Below are the records; retype them exactly and omit each picture.

Saved entries:
BEGIN
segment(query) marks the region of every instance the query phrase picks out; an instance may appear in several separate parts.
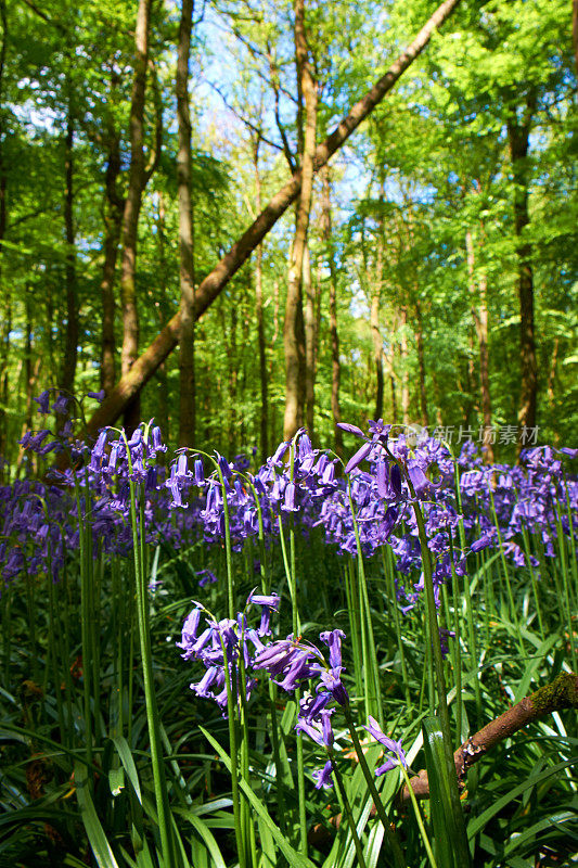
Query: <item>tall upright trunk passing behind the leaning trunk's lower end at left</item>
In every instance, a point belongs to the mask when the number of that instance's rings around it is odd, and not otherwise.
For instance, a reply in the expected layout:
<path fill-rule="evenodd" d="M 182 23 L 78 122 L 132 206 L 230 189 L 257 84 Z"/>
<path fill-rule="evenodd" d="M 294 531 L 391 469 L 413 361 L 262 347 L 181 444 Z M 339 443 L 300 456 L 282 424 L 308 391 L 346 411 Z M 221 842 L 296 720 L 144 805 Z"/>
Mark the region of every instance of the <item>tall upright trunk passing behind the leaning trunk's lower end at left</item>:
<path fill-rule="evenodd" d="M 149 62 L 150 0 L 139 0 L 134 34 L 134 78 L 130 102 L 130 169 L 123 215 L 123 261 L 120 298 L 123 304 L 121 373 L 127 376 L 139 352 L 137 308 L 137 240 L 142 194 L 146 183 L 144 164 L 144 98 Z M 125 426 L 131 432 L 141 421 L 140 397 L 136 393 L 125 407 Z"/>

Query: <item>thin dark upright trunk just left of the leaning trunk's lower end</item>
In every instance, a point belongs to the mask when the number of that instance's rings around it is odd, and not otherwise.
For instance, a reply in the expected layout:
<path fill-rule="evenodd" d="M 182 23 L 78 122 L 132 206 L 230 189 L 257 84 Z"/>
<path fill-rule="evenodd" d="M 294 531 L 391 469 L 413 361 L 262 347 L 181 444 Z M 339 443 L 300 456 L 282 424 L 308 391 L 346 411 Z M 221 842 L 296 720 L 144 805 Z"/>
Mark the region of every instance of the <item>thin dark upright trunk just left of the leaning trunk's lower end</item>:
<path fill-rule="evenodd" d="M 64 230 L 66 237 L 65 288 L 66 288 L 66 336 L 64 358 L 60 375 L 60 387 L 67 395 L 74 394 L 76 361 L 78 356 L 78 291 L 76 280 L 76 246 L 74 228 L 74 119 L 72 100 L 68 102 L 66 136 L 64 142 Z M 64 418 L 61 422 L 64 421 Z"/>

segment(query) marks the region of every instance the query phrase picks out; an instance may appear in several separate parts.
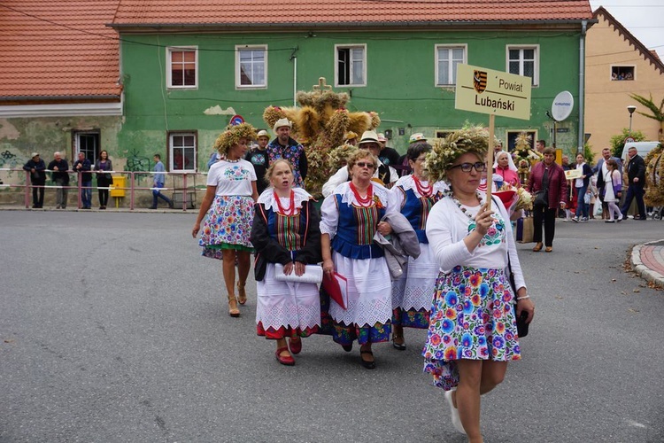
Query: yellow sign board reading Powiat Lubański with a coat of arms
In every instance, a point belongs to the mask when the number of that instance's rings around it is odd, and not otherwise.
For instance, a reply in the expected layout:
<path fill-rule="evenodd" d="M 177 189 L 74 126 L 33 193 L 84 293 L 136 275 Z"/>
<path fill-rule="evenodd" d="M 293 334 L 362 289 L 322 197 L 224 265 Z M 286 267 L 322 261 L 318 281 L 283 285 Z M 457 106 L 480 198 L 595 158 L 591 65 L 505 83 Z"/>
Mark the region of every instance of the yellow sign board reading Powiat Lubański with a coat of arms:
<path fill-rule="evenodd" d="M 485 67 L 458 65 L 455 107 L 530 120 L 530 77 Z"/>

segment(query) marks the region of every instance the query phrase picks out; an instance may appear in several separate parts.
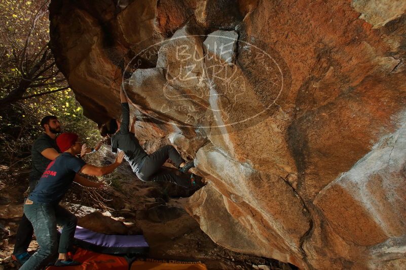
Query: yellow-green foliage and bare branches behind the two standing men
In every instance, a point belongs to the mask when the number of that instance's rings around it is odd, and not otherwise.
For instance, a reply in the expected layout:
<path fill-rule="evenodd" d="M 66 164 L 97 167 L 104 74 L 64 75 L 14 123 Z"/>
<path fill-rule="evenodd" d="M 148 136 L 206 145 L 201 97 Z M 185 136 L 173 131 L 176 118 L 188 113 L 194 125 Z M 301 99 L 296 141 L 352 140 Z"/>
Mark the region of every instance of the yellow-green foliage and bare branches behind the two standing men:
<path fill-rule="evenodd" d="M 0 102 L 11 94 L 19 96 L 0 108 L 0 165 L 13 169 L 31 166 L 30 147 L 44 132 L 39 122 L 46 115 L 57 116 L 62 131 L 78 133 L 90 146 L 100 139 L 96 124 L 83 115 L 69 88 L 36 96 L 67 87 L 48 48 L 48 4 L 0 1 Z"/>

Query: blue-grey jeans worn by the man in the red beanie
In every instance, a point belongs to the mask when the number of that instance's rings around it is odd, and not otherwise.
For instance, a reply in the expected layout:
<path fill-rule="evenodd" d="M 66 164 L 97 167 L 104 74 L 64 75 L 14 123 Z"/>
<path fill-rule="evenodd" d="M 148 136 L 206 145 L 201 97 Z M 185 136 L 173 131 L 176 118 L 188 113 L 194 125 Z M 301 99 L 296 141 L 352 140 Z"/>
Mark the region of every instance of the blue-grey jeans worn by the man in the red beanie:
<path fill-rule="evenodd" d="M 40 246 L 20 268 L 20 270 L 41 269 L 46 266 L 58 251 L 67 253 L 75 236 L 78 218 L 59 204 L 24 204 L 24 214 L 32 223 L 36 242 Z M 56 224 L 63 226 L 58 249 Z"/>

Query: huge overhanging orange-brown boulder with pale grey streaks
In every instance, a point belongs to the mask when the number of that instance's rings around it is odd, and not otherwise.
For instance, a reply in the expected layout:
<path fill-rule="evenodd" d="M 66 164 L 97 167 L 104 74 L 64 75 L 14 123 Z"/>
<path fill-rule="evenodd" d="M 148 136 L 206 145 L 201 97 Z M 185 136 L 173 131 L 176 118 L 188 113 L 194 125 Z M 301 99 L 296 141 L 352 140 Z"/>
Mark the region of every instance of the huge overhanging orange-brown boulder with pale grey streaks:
END
Output
segment(query) marks the region of every instance the query phrase picks out; an instance may appear in several separate parts.
Query: <item>tall upright trunk passing behind the leaning trunk's lower end at left</item>
In every instance, a point belongs to the mask when the number of that instance's rings around it is odd, and not otherwise.
For instance, a reply in the expected layout:
<path fill-rule="evenodd" d="M 182 23 L 78 122 L 132 206 L 230 189 L 257 84 Z"/>
<path fill-rule="evenodd" d="M 294 531 L 391 469 L 413 361 L 262 347 L 181 444 Z M 339 443 L 300 456 L 282 424 L 308 391 L 346 411 Z M 221 842 L 296 720 L 144 805 Z"/>
Mark the region of every instance of the <item>tall upright trunk passing behind the leaning trunk's lower end at left</item>:
<path fill-rule="evenodd" d="M 149 62 L 150 0 L 139 0 L 134 34 L 134 78 L 130 102 L 130 169 L 123 215 L 123 261 L 120 298 L 123 304 L 121 373 L 127 376 L 139 352 L 137 308 L 137 240 L 142 194 L 146 183 L 144 164 L 144 98 Z M 125 426 L 131 432 L 141 421 L 140 397 L 136 393 L 125 407 Z"/>

Query: <item>thin dark upright trunk just left of the leaning trunk's lower end</item>
In every instance, a point belongs to the mask when the number of that instance's rings around it is odd, and not otherwise.
For instance, a reply in the expected layout:
<path fill-rule="evenodd" d="M 182 23 L 78 122 L 132 206 L 230 189 L 257 84 Z"/>
<path fill-rule="evenodd" d="M 294 531 L 391 469 L 413 361 L 262 347 L 181 444 Z M 339 443 L 300 456 L 282 424 L 308 391 L 346 411 Z M 221 842 L 296 720 L 144 805 Z"/>
Mark the region of every instance of the <item>thin dark upright trunk just left of the leaning trunk's lower end</item>:
<path fill-rule="evenodd" d="M 64 230 L 66 237 L 65 288 L 66 288 L 66 336 L 64 358 L 60 375 L 60 387 L 67 395 L 74 394 L 76 361 L 78 356 L 78 291 L 76 280 L 76 246 L 74 228 L 74 119 L 72 100 L 68 102 L 66 136 L 64 142 Z M 64 418 L 61 422 L 64 421 Z"/>

segment(query) marks the region of every instance the query phrase picks out; an instance may appear in several separate parts.
Query: yellow sign board reading Powiat Lubański with a coat of arms
In every instance, a point belongs to the mask when the number of that instance's rings around it is odd, and not otherwise.
For instance, a reply in the expected layout:
<path fill-rule="evenodd" d="M 177 189 L 74 126 L 33 193 L 84 293 L 136 275 Z"/>
<path fill-rule="evenodd" d="M 293 334 L 362 289 L 322 197 L 224 265 Z M 286 267 L 322 261 L 318 281 L 283 285 Z M 457 106 L 480 198 L 595 158 L 591 65 L 505 83 Z"/>
Mark the region of every instance of the yellow sign board reading Powiat Lubański with a coat of arms:
<path fill-rule="evenodd" d="M 485 67 L 458 65 L 455 107 L 530 120 L 530 77 Z"/>

segment(query) marks the region of every instance the query phrase picks out; an instance may appear in several separate parts.
Query: yellow-green foliage and bare branches behind the two standing men
In every instance, a point belongs to the mask when the number of that instance's rings around it is odd, and not otherwise.
For instance, a reply in the expected layout:
<path fill-rule="evenodd" d="M 66 164 L 97 167 L 104 74 L 64 75 L 14 123 Z"/>
<path fill-rule="evenodd" d="M 148 136 L 206 145 L 201 97 Z M 185 136 L 173 131 L 176 118 L 188 113 L 194 125 Z M 301 99 L 296 141 L 352 140 Z"/>
Mark the region of every instance of the yellow-green foliage and bare branches behind the two standing men:
<path fill-rule="evenodd" d="M 0 102 L 11 94 L 19 96 L 0 108 L 0 165 L 13 169 L 31 166 L 30 147 L 44 132 L 39 122 L 46 115 L 57 116 L 62 131 L 78 133 L 90 146 L 100 139 L 96 124 L 83 115 L 69 88 L 36 96 L 67 87 L 48 48 L 48 4 L 0 1 Z"/>

Query: blue-grey jeans worn by the man in the red beanie
In every instance, a point belongs to the mask when the number of that instance's rings around it is odd, and not otherwise.
For instance, a reply in the expected layout:
<path fill-rule="evenodd" d="M 66 164 L 97 167 L 104 74 L 64 75 L 14 123 Z"/>
<path fill-rule="evenodd" d="M 148 136 L 206 145 L 201 97 Z M 185 136 L 173 131 L 176 118 L 188 113 L 194 125 Z M 301 99 L 296 141 L 352 140 Z"/>
Mark the region of every instance of the blue-grey jeans worn by the man in the red beanie:
<path fill-rule="evenodd" d="M 40 246 L 20 268 L 20 270 L 41 269 L 46 266 L 58 251 L 67 253 L 75 236 L 78 218 L 59 204 L 24 204 L 24 214 L 32 223 L 36 242 Z M 56 224 L 63 226 L 58 249 Z"/>

Query: huge overhanging orange-brown boulder with pale grey streaks
In every instance, a point belongs to the mask when the number of that instance's rings around it is odd, and not otherwise.
For instance, a reply in the expected layout:
<path fill-rule="evenodd" d="M 66 164 L 97 167 L 104 74 L 64 75 L 14 123 Z"/>
<path fill-rule="evenodd" d="M 148 136 L 206 145 L 201 97 Z M 185 136 L 173 131 L 176 118 L 188 113 L 194 125 Z M 301 99 L 296 141 L 352 140 Z"/>
Mark the region of every instance of the huge overhanging orange-brown boulder with pale grey streaks:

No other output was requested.